▶ Task data:

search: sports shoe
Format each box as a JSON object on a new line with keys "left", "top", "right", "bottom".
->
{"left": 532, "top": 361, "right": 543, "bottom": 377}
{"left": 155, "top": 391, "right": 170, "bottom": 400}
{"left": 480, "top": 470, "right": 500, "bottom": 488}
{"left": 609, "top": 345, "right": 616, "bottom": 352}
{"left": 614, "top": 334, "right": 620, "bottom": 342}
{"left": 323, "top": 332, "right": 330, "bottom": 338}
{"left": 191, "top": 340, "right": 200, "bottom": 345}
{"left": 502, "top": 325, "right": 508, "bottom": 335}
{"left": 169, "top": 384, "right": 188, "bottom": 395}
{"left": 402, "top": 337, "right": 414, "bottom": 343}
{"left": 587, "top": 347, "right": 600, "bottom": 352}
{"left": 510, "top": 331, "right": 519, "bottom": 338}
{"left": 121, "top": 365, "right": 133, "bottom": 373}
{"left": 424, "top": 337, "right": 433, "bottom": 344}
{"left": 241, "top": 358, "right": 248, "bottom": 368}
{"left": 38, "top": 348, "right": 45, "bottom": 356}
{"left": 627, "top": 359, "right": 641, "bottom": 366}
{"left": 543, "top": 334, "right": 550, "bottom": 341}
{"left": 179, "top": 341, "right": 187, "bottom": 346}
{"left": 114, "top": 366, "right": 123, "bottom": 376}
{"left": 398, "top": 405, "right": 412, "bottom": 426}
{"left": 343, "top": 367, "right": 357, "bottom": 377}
---
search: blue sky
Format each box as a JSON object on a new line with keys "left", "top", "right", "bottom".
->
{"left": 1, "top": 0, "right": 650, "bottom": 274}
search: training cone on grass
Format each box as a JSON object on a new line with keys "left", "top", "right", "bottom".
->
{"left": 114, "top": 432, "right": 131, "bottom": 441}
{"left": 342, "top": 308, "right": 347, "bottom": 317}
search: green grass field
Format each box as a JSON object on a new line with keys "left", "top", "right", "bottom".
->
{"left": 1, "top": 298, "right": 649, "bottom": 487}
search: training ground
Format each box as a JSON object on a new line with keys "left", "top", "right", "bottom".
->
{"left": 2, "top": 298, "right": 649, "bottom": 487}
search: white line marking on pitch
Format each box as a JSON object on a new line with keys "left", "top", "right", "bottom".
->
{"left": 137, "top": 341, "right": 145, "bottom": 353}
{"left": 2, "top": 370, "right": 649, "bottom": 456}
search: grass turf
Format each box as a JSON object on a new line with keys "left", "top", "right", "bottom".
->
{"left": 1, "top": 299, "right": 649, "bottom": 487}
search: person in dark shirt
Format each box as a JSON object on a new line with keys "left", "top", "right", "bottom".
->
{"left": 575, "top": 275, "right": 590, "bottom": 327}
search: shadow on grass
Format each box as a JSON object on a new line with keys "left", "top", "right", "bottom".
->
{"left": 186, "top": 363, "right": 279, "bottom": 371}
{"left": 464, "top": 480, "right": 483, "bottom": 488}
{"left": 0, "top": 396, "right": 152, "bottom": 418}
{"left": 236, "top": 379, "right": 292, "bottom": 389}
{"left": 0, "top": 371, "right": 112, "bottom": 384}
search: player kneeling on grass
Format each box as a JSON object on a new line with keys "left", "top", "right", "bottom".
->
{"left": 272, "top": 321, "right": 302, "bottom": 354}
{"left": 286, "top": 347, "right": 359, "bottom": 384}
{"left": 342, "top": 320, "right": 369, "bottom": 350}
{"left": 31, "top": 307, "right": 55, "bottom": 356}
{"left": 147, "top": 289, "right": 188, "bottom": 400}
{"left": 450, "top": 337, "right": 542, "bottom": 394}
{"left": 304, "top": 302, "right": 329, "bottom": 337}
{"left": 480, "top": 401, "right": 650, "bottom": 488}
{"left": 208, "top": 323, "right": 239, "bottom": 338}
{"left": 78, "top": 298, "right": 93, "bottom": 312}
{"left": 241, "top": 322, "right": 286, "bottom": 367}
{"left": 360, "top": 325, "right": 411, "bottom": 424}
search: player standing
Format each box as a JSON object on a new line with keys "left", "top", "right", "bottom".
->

▶ What you have to do: Scan the listing above for the line that has "search: training ground", then copy exactly from that line through the line that has "search: white line marking on pitch".

▶ Output of the exercise:
search: training ground
Format each box as a JSON object on a new line with keys "left", "top", "right", "bottom".
->
{"left": 2, "top": 298, "right": 649, "bottom": 487}
search: white line marking on pitch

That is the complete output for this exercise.